To be done:
A - Answer these questions about the RelaTree notebook, one answer per line, marked the same way.
(i) What default value does createContext give for executor memory?
(ii) Which format string does loadData pass to the reader?
(iii) How many sample rows does getStats display?
B - Extend the RelaTree notebook code, picking up right after its last line, the print statement inside createVertices.

# RelaTree - Social Graph Analytics

This notebook has been created to create a social graph based on the given data about user and their groups.

In [1]:
# Import libraries 
import os
os.environ['PYSPARK_SUBMIT_ARGS'] = (
    '--jars lib/graphframes-release-0-5-0-assembly-0.5.0-spark2.1.jar pyspark-shell')
import lib.graphframes as GF
from pyspark import SparkContext
from pyspark import SparkConf
from pyspark.sql import SQLContext
from pyspark.sql.functions import col, size, lit, collect_list

In [2]:
''' 
Function: Create spark context
Parameters: app_name, executor_memory, no_of_executors
Returns: Spark SQLContext
'''
def createContext(app_name="RelaTree", executor_memory="2g", no_of_executors="4"):
    sparkConf = (SparkConf().setMaster("local").setAppName(app_name).set("spark.executor.memory", executor_memory).set("spark.executor.instances", no_of_executors))
    sparkContext = SparkContext(conf=sparkConf)
    sql_context = SQLContext(sparkContext)
    return sql_context

In [3]:
'''
Function: Create Spark dataframe from csv file
Parameters: file_path,sql_context
Returns: Pyspark Dataframe
'''
def loadData(file_path,sql_context):
    df = sql_context.read.format('com.databricks.spark.csv').options(header='true').load(file_path)
    return df

In [4]:
'''
Function: Provide stats for a Pyspark Dataframe
Parameters: Pyspark Dataframe
Returns: N/A
'''
def getStats(df):
    print("\nRow count: %d\n\nColumn Count: %d\n\nColumn headers: %s\n\nSample Data:\n" %(df.count(),len(df.columns),df.columns))
    df.show(5)  

In [5]:
'''
Function: Create vertices dataframe
Parameters: Pyspark Dataframe
Returns: Pyspark dataframe depciting vertices
'''
def createVertices(df):
    print("Creating Vertices DataFrame..")

Collected data:
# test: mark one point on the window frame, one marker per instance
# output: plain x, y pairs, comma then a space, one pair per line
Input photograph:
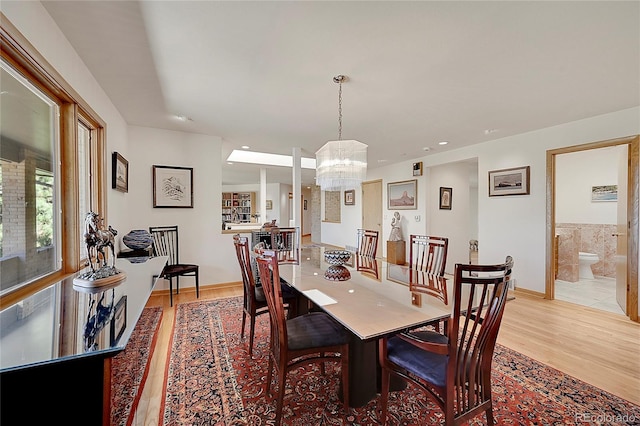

Per-task answers:
A -
(i) "2g"
(ii) 'com.databricks.spark.csv'
(iii) 5

B -
    # Select user_Id [vertices] column from Spark dataframe
    df_users = df.select(['user_id'])
    df_users = df_users.selectExpr("user_id as id") 
    # Remove duplicate user_id entries and create vertices dataframe
    vertices = df_users.drop_duplicates()
    print("Vertices DataFrame creation complete.")
    return vertices

In [6]:
'''
Function: Create edges dataframe
Parameters: Pyspark Dataframe
Returns: Pyspark dataframe depciting edges
'''
def createEdges(df):
    # Create the edges dataframe
    print("Creating Edges DataFrame..")
    edges = df.select(col('user_id').alias('src'),col('group_id')).join(df.select(col('user_id').alias('dst'),col('group_id')), on=['group_id'], how='outer')
    #edges = edges.select(col('src'),col('dst'),col('group_id')).filter(edges.src != edges.dst)
    #edges = edges.withColumn("relationship", lit("group_member"))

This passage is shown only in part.